## TO BE DONE:
In how many lines of the records below does the string "dark" appear, matching case exactly? Reply with the number alone.

※

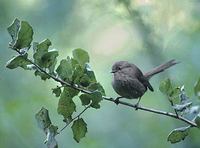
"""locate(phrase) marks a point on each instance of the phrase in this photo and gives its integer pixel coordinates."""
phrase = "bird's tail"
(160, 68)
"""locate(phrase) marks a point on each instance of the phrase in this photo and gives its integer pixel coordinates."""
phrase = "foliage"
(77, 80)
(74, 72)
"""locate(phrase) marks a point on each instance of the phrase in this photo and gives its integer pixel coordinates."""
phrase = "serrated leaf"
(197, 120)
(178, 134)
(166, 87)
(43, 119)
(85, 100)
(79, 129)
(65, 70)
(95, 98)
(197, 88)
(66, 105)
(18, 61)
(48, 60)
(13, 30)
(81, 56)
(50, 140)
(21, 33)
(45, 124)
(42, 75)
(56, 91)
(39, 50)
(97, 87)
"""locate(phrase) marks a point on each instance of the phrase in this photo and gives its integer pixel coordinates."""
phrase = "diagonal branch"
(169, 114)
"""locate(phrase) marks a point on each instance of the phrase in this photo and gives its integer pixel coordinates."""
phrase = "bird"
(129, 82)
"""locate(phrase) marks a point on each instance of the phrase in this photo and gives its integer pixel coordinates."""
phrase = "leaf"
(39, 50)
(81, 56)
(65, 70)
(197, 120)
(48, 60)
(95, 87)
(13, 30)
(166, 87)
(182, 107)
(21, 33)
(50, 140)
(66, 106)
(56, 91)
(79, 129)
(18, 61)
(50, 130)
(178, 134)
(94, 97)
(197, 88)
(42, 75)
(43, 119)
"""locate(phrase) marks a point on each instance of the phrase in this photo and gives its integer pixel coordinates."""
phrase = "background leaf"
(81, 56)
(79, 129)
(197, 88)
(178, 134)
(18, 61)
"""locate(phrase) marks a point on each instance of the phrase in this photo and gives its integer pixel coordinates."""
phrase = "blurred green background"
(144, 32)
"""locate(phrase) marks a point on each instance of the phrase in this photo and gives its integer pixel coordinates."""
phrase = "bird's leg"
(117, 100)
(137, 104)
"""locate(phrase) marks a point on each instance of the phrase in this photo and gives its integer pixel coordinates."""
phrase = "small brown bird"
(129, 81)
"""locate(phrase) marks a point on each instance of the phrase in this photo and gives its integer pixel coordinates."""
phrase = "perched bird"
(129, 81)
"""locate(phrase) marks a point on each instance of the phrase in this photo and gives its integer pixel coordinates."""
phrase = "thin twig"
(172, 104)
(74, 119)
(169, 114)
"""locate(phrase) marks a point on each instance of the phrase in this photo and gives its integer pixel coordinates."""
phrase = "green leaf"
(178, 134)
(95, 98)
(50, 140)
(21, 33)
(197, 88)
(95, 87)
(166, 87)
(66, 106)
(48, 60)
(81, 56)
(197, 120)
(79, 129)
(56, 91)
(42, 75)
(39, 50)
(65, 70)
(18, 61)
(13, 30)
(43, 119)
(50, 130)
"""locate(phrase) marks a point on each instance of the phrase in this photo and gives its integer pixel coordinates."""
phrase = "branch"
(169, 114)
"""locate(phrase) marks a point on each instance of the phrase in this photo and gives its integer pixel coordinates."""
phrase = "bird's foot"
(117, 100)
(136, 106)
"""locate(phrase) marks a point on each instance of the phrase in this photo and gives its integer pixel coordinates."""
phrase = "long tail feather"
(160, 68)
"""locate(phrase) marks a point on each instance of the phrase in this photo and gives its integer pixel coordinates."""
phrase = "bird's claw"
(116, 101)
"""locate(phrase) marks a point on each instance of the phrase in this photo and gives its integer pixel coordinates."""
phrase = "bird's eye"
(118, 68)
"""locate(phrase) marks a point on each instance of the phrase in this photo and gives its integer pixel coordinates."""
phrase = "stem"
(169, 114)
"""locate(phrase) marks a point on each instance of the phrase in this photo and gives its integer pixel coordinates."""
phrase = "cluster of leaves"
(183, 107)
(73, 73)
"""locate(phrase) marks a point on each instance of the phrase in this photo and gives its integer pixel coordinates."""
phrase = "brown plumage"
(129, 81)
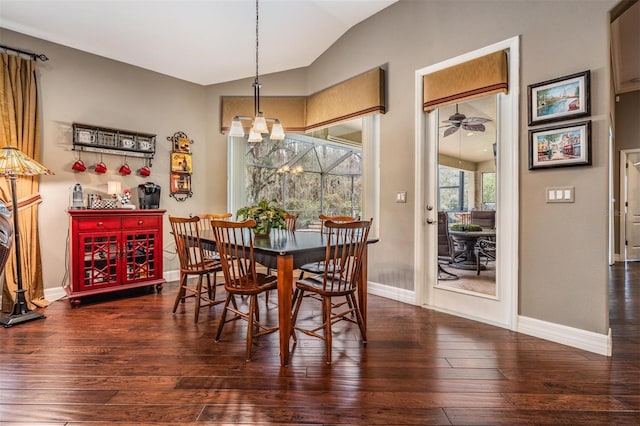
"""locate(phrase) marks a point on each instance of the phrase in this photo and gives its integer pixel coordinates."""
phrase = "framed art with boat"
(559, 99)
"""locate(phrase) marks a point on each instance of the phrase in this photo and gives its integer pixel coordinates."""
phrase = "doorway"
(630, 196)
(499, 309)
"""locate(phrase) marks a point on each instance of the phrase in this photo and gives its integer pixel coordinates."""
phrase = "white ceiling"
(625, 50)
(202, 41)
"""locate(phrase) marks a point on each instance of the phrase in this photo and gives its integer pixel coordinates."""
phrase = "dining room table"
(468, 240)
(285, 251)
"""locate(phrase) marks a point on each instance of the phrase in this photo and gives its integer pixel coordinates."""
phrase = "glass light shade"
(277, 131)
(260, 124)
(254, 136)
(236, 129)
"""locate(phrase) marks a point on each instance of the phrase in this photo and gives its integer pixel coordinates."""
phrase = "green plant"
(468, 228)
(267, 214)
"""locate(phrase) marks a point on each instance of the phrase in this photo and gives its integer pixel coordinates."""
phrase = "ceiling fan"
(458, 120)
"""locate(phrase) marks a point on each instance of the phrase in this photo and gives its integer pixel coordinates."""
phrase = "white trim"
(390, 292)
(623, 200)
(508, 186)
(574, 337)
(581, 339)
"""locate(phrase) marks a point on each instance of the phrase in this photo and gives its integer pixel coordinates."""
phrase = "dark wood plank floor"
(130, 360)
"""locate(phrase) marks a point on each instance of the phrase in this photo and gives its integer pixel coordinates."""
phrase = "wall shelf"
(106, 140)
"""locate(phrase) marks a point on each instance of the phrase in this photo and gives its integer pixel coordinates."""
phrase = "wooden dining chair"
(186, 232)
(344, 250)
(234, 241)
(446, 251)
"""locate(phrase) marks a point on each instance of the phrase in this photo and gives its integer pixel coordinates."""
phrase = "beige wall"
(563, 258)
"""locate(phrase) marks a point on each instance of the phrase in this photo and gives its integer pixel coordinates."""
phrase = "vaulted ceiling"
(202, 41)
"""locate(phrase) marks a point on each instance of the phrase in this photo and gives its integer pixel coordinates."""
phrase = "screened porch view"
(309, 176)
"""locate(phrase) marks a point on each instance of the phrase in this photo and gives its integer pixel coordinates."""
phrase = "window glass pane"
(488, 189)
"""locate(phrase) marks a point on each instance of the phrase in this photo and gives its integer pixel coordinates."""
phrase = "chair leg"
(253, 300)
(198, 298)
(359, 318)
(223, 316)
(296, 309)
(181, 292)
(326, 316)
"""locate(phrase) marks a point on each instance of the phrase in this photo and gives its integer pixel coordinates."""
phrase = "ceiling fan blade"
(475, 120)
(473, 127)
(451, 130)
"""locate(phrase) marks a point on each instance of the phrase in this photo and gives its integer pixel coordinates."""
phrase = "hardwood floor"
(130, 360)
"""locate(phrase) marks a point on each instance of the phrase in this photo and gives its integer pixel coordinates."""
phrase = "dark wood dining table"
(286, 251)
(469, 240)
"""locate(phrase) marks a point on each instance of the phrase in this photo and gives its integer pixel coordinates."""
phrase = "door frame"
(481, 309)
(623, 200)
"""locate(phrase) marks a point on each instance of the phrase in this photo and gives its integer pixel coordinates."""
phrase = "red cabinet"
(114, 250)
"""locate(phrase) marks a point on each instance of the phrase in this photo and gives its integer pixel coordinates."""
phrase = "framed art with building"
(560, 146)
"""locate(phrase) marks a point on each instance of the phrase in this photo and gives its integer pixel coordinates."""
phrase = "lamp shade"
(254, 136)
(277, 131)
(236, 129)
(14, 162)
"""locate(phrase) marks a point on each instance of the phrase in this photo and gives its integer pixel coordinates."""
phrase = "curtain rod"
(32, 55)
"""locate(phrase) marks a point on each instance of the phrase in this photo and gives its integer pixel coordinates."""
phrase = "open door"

※

## THE COMPLETED TASK:
2